## Task instructions
Reproduce the portion of the market commentary below from "Treasury yields and" to "and House Plans.", inclusive, word for word.

──────── Text provided ────────

Business inventories (chart) were flat m/m in September, matching forecasts, and versus August's downwardly revised 0.8% increase.
Treasuries finished mostly higher, with the yield on the 2-year note little changed at 1.68%, while the yield on the 10-year note declined 5 basis points (bps) to 2.32% and the 30-year bond rate decreased 6 bps to 2.77%.
Treasury yields and the U.S. dollar remain under pressure as risk aversion appears to be continuing, with the global stock markets pulling back from the recent rally. Fiscal and monetary policy uncertainties are countering a relatively positive economic landscape, though caution has ramped up following soft Chinese economic data as of late. As such, check out our article, Does Low Market Volatility Portend a Market Tumble?, as well as Schwab's Vice President of Legislative and Regulatory Affairs, Michael T. Townsend's latest commentary, Tax Reform: Key Differences Between the Senate and House Plans.
Tomorrow, the U.S. economic calendar will offer the Import Price Index for October, expected to have increased 0.4% m/m, after rising 0.7% in September and weekly initial jobless claims, forecasted to have dipped to 235,000 from the previous week's level of 239,000. Additionally, we'll receive the Fed's October industrial production and capacity utilization report, forecasted to show production advanced 0.5% m/m and utilization ticked higher to 76.3%. The housing market will also garner attention with tomorrow's release of the NAHB Housing Market Index, with economists anticipating November's reading to inch lower to 67 from the 68 posted in October, where the 50 mark represents the point of separation for good versus poor conditions.
Europe sees pressure and Asia falls as global markets turn cautious
Most European equity markets traded to the downside, with energy and commodity-related issues seeing pressure amid the continued risk aversion in the markets, exacerbated by festering U.S. tax reform skepticism, recent disappointing Chinese economic data and the pullback in crude oil prices. However, Spanish stocks bucked the trend, bolstered by solid gains in the country's banking sector, which helped the European financial sector overcome early losses. The euro and the British pound were little changed versus the U.S. dollar, while bond yields in the region finished mixed. In economic news, the September eurozone trade surplus widened more than expected, while U.K. employment unexpectedly declined. As noted in the latest Schwab Market Perspective: Incredible, Amazing…Unstop-a-bull?, momentum favors the bulls for the foreseeable future, but elevated valuations and growing investor complacency pose risks that could lead to a long-awaited pullback and/or a pickup in volatility from today’s extremely low base.
Stocks in Asia finished broadly lower as the global markets appear to be skittish following the recent rally as U.S. tax reform uncertainty lingers and Chinese economic data has been softer than expected as of late. Japanese equities fell, with the yen gaining ground, while the nation reported Q3 GDP growth of 1.4% on a quarter-over-quarter annualized basis, missing the 1.5% projection and compared to the upwardly revised 2.6% expansion posted in Q2. Shares trading in mainland China and Hong Kong dropped, while stocks in Australia and South Korea also traded lower. Indian securities moved to the downside, on the heels of late-yesterday's disappointing October trade report.
Schwab's Chief Global Investment Strategist Jeffrey Kleintop, CFA, notes in his latest article, 5 Reasons Investors Should Give Thanks, the record breaking streak of gains in the global stock market this year has been supported by the broadest global economic growth in a decade. Stocks appear to closely track earnings growth, even where risks are most intense. Broad economic and earnings growth is expected to continue in 2018.
The international economic docket for tomorrow will include housing loans and machine tool orders from Japan, inflation expectations and employment data from Australia, the unemployment rate from France and retail sales from the U.K.

──────── Provided data ────────

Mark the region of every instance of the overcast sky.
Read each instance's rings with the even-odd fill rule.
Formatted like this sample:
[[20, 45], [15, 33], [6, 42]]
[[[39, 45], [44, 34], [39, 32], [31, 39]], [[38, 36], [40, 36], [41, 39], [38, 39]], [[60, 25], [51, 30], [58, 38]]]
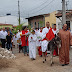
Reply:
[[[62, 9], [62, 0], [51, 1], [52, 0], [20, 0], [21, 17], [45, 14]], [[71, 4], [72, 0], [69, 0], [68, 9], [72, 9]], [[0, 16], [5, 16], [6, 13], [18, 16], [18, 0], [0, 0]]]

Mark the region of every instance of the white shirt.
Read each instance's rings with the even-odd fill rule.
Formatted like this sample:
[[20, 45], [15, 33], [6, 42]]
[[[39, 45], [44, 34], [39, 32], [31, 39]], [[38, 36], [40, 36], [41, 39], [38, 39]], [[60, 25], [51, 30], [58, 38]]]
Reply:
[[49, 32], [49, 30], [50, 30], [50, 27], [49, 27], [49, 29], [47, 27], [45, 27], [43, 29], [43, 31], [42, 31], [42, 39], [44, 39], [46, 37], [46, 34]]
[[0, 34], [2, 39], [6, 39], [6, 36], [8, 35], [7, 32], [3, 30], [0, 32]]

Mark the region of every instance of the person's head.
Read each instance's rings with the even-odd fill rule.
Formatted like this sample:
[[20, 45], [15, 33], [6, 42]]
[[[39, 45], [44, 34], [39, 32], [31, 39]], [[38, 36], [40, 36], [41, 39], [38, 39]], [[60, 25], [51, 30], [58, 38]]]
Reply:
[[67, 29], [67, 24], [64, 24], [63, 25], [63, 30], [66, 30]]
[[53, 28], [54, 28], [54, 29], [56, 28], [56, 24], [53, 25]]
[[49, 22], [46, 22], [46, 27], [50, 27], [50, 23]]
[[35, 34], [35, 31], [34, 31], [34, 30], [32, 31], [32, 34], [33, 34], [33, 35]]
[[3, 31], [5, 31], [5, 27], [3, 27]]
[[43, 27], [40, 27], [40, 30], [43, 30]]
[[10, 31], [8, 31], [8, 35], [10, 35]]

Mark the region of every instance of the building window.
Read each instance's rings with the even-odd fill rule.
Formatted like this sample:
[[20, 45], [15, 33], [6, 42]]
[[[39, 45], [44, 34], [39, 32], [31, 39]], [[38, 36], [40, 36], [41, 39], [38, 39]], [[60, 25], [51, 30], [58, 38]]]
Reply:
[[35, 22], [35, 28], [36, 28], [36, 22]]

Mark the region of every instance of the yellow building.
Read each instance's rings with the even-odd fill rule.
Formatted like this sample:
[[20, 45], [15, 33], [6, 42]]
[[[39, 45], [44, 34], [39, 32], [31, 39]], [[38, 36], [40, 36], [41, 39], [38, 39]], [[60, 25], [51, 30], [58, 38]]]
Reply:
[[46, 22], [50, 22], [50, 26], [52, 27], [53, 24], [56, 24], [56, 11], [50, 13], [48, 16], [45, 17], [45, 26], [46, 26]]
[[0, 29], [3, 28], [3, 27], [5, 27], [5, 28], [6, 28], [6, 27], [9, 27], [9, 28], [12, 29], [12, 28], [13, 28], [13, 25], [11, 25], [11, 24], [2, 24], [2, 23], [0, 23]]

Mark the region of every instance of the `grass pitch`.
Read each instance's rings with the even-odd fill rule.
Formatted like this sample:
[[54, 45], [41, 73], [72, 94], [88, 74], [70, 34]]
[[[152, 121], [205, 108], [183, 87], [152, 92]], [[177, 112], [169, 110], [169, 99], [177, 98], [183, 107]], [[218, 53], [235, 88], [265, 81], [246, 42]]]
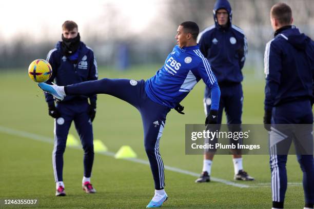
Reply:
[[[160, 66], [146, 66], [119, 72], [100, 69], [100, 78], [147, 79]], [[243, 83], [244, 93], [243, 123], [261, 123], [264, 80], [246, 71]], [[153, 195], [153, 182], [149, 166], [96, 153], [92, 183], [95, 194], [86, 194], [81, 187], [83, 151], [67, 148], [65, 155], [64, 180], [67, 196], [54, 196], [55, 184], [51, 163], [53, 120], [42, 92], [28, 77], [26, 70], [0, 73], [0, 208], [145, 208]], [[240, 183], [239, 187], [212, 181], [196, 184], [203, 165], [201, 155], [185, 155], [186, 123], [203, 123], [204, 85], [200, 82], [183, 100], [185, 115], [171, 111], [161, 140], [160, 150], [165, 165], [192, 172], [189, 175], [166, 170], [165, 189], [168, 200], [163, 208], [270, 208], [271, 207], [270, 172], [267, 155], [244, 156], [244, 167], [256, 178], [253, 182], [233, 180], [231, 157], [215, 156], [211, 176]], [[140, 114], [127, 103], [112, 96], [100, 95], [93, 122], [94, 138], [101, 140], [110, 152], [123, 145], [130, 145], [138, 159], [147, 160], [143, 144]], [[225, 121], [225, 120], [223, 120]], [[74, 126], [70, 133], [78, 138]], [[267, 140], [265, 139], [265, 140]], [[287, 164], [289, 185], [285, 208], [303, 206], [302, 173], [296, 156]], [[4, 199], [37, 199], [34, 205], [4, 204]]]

────────

## Solved exercise
Treasury yields and the U.S. dollar remain under pressure as risk aversion appears to be continuing, with the global stock markets pulling back from the recent rally. Fiscal and monetary policy uncertainties are countering a relatively positive economic landscape, though caution has ramped up following soft Chinese economic data as of late. As such, check out our article, Does Low Market Volatility Portend a Market Tumble?, as well as Schwab's Vice President of Legislative and Regulatory Affairs, Michael T. Townsend's latest commentary, Tax Reform: Key Differences Between the Senate and House Plans.